*** MATERIAL TO PROCESS ***

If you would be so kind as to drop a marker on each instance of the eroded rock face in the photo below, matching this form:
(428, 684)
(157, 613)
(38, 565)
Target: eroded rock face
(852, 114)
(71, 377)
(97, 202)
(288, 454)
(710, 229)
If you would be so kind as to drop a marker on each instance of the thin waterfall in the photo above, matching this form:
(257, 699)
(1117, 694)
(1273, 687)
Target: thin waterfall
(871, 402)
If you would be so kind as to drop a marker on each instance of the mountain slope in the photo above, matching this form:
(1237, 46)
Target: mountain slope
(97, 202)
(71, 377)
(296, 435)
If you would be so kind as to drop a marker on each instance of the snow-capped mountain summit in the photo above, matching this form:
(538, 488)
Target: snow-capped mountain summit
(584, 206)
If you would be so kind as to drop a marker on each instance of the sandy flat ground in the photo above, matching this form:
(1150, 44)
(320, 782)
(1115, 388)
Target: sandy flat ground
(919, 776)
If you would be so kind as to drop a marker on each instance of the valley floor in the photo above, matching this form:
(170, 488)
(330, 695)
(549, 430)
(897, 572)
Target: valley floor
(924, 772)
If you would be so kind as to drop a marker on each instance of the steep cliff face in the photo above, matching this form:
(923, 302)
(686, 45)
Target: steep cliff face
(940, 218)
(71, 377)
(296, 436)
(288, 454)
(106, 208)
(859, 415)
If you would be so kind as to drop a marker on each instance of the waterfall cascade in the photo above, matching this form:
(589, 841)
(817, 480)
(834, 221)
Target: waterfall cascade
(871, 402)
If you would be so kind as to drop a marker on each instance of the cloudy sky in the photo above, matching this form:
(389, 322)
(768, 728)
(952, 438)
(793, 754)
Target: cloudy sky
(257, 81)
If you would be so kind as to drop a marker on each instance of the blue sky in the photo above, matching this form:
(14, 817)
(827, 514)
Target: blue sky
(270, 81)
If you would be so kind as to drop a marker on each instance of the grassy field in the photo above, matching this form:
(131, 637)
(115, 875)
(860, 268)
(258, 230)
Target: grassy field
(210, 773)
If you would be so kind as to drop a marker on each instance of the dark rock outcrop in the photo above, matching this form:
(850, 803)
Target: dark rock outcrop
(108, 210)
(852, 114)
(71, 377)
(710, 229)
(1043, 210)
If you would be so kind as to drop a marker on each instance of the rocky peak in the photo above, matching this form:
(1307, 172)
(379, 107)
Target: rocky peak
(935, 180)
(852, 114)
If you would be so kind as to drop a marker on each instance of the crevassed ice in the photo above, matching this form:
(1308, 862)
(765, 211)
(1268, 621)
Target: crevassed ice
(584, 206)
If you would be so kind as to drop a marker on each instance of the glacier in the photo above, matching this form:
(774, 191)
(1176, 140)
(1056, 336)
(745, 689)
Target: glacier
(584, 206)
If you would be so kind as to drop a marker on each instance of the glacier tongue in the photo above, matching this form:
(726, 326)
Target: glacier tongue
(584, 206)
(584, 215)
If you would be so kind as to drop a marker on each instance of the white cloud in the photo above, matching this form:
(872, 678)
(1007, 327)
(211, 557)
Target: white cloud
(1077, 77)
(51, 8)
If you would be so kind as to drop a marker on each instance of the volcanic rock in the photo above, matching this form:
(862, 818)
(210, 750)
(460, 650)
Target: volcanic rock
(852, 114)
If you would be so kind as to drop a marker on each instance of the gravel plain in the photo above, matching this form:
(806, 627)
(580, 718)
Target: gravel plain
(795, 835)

*** End of MATERIAL TO PROCESS ***
*** MATERIAL TO PROCESS ***

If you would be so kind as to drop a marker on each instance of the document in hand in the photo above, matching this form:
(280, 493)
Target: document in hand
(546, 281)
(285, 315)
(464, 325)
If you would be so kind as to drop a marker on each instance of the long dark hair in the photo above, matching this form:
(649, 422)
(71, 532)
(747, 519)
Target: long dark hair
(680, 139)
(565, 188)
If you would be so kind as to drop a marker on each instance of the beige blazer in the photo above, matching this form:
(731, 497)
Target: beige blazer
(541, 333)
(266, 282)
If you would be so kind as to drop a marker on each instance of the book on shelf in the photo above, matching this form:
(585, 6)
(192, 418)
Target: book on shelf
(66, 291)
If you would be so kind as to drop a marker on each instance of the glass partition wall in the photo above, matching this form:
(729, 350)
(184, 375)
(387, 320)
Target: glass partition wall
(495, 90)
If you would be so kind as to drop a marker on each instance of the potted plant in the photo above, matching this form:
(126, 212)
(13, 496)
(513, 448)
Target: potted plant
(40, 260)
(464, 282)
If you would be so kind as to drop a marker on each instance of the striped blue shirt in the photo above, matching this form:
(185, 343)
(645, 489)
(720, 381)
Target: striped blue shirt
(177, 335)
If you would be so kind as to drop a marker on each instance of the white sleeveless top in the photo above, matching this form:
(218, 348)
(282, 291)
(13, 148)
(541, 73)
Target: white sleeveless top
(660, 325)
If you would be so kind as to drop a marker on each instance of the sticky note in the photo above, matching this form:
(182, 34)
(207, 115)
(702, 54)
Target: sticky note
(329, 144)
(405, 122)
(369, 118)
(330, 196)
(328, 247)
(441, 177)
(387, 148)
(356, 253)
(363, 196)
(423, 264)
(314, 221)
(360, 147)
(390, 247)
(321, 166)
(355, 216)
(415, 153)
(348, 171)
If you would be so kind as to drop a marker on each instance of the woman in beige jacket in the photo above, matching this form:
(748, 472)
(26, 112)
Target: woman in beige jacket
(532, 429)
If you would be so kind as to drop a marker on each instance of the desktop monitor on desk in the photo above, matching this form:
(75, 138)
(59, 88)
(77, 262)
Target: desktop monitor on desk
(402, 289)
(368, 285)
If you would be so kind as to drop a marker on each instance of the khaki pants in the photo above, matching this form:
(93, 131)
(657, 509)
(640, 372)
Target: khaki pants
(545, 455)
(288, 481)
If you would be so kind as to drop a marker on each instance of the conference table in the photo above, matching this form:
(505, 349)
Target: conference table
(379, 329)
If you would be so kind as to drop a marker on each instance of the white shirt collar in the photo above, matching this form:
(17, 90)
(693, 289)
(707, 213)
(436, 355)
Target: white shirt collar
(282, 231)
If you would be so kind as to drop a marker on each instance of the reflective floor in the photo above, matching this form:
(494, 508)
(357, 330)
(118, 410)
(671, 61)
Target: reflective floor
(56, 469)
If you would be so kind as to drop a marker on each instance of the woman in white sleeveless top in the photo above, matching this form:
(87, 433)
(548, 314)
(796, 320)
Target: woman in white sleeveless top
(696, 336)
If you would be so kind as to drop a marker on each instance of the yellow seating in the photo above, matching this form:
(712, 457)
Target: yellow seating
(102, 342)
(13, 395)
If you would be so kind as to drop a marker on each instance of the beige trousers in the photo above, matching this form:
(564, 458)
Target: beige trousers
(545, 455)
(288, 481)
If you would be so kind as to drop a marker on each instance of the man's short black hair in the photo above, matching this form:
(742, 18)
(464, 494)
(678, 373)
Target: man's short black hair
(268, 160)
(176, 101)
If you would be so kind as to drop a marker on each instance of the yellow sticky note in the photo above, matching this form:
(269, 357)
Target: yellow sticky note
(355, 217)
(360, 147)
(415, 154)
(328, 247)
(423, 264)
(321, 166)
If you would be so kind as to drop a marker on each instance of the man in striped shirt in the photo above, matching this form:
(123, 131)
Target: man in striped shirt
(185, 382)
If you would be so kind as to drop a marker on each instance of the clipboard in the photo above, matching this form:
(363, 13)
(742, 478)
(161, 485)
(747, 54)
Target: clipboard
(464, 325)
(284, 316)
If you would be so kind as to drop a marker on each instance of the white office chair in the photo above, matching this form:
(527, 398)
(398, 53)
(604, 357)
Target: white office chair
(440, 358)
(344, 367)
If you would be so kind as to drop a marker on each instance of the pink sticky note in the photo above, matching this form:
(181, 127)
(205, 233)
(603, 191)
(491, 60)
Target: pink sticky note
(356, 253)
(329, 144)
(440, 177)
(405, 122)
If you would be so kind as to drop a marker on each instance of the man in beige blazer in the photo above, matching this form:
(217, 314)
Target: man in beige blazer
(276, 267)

*** End of MATERIAL TO PROCESS ***

• _WORK REQUIRED_
Retype only the lines above between the line with "of the eroded" and the line with "(1115, 388)", counting those two lines as well, and keep every character as it is.

• _TASK RESULT_
If you would be so kind as to drop a marker on each instance of the eroded rock face in the photo below, matching this form:
(428, 684)
(157, 613)
(38, 565)
Target: eroded rock face
(852, 114)
(71, 377)
(97, 202)
(288, 454)
(710, 229)
If you would be so kind as to drop a marker on each instance of the thin waterfall in the photo above, matching this form:
(257, 699)
(1117, 694)
(1273, 687)
Target: thin waterfall
(871, 402)
If you would be so kind as to drop a marker on each instance of the mountain slope in the photo above, matching this form:
(1237, 46)
Target: mountain slope
(97, 202)
(71, 377)
(296, 435)
If you would be so kind as to drop a marker on each instance of the snow-capped mountain summit in the photo above, matching this form:
(538, 488)
Target: snow-capped mountain summit
(584, 206)
If you would be so kind as to drop a marker on each instance of the sandy flat ground in the photo above, matching this form:
(1150, 44)
(320, 782)
(1115, 388)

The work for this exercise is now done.